◆ **Required action A**
Answer these questions using the passage on stay-at-home moms:
(i) According to the passage, what do most SAHMs consider part of their job as homemakers?
(ii) What does the guilt of the SAHM stem from?
(iii) What does the passage say our culture needs to start acknowledging?
◆ **Required action B**
Carry the passage on stay-at-home moms forward, starting after its final sentence.

◆ **Source document**
BEGIN

SAHMs deserve credit for all the ways they provide
You might read this and think, “Honey, you’re talking about a part-time job. You’re not even technically a SAHM.” But that’s what I am trying to tell you. Ask any SAHM you know, and I bet you’ll find that most of them consider it part of their job as homemakers to bring in a little money on the side.
Our culture needs to start acknowledging the full contribution of SAHMs, even when part of that contribution is turning a hobby into a money-producing job. Because the guilt of the SAHM stems from the assumption that we aren’t financially contributing to our families, and no matter how much we might bring in from our side hustles, we continue to feel that guilt for as long as we are functioning under the label of “SAHM.”

END

◆ **Material shown**
BEGIN

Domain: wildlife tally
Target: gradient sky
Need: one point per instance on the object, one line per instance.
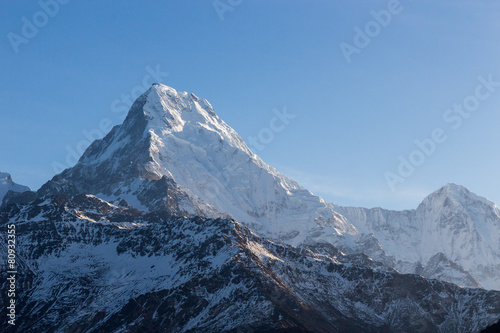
(353, 120)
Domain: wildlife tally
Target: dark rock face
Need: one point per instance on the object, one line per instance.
(86, 265)
(492, 329)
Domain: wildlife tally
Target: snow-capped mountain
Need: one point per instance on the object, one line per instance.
(7, 184)
(86, 265)
(170, 223)
(453, 235)
(174, 153)
(177, 135)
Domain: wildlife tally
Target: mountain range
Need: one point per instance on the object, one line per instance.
(171, 223)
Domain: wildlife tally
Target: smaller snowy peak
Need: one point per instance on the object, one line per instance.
(7, 184)
(452, 195)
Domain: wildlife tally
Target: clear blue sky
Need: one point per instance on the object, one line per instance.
(352, 119)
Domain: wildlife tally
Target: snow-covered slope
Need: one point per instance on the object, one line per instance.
(174, 153)
(452, 227)
(86, 265)
(174, 134)
(7, 184)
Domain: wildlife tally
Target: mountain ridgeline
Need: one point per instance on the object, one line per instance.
(170, 223)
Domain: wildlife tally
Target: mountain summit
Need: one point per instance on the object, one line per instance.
(452, 227)
(172, 143)
(173, 153)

END

◆ **Your response A**
(i) Bringing in a little money on the side.
(ii) The assumption that SAHMs aren't financially contributing to their families.
(iii) The full contribution of SAHMs, even when part of that contribution is turning a hobby into a money-producing job.

◆ **Your response B**
There are two ways we might curb the guilt that so many moms feel about the value they offer their families: SAHMs can take the issue into their own hands and make their label reflect how they bring in money. This is what I do when I call myself a writer. But is this option really fair? SAHMs spend most of our time and energy on our homes and kids, and yet to get the respect we deserve, we must find our identities in the single aspect of our jobs that earns a check. Or, risk having the check go unacknowledged.
This brings me to the other potential solution. We could simply give SAHMs the credit they deserve. We should continue recognizing SAHMs’ efforts as cooks, housekeepers, and childcare providers, but add another item to the list: Most of us are also working one or more jobs to contribute to our family’s financial future. And for that, we deserve some credit.